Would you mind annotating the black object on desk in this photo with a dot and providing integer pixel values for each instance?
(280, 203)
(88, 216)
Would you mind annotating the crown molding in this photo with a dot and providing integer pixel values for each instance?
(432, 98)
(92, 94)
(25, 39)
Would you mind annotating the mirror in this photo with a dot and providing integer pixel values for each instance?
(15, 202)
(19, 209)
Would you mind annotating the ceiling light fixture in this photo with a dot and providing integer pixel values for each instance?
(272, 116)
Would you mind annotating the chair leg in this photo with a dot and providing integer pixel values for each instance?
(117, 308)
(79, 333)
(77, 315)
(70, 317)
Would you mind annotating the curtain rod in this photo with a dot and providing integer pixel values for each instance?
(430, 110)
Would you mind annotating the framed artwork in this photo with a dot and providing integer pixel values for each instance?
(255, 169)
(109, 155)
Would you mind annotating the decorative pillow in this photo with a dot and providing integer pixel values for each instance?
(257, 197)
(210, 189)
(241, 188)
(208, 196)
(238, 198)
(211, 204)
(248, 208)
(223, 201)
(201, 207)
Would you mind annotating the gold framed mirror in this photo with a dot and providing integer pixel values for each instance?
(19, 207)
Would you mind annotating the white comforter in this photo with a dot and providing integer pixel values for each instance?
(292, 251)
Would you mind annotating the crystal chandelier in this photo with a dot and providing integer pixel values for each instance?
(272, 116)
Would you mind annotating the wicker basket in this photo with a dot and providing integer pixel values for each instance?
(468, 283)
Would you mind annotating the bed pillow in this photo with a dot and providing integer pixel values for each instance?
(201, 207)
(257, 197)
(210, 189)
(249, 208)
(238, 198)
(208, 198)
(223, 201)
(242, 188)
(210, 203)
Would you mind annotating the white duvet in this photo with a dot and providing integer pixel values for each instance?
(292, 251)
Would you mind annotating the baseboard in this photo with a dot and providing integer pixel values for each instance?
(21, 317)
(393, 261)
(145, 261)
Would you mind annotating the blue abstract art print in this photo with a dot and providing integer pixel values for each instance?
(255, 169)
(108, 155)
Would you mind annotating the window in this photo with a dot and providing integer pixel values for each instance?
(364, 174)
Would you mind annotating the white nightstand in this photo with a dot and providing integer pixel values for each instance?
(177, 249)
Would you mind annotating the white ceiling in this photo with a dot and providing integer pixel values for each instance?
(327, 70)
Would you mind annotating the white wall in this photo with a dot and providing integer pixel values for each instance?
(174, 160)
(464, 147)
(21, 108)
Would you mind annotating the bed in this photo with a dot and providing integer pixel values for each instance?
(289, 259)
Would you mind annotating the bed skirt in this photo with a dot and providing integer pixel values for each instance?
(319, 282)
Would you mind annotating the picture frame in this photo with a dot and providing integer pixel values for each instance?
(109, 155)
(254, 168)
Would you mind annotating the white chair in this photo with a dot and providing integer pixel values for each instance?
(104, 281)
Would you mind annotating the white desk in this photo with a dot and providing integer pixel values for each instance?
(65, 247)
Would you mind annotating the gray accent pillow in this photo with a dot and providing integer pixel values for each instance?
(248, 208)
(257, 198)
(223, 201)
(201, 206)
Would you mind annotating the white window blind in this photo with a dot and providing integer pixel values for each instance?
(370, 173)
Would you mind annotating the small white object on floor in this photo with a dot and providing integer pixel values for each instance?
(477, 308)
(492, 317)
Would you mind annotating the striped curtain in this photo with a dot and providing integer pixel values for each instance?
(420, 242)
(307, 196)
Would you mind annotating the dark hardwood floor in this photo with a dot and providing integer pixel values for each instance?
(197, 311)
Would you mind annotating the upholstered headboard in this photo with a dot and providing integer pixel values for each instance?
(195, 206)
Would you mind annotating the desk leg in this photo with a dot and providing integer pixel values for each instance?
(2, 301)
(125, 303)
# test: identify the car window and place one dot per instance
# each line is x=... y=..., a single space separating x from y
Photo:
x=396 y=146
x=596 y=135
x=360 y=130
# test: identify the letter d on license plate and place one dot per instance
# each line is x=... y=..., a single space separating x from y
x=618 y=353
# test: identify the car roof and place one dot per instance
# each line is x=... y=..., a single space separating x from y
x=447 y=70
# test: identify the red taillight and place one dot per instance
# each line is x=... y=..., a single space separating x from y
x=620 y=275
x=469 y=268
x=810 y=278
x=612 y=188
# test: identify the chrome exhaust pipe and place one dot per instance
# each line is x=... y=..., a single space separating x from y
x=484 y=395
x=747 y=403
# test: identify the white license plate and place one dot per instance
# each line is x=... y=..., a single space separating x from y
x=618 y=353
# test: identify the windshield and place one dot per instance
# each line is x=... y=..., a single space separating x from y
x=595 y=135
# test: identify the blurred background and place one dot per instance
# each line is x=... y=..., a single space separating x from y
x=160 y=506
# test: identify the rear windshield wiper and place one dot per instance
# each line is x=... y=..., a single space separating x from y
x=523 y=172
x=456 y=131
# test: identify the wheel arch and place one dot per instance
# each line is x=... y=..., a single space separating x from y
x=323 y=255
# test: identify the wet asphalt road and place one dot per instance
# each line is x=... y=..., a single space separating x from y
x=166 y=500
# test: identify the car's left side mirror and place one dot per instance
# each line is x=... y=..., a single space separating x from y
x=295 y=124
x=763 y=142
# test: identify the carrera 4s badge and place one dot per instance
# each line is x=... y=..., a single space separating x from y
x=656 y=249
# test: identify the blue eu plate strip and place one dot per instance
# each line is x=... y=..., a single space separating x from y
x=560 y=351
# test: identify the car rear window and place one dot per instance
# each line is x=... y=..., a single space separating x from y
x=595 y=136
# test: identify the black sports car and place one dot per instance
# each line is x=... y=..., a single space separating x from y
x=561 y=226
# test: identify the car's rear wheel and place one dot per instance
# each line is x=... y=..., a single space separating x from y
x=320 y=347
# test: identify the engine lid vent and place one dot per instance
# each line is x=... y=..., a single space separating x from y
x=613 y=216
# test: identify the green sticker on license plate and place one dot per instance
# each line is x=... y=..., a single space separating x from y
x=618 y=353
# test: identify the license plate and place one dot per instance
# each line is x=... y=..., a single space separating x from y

**Exercise directions:** Produce verbatim the lines starting at the one with "# test: identify the green" and ending at the last line of the material, both ends included. Add no other line.

**Output of the exercise:**
# test: identify the green sticker on license plate and place one dot per instance
# each line is x=... y=..., a single space separating x from y
x=618 y=353
# test: identify the license plate and place one dot per instance
# each line is x=... y=..., a single space separating x from y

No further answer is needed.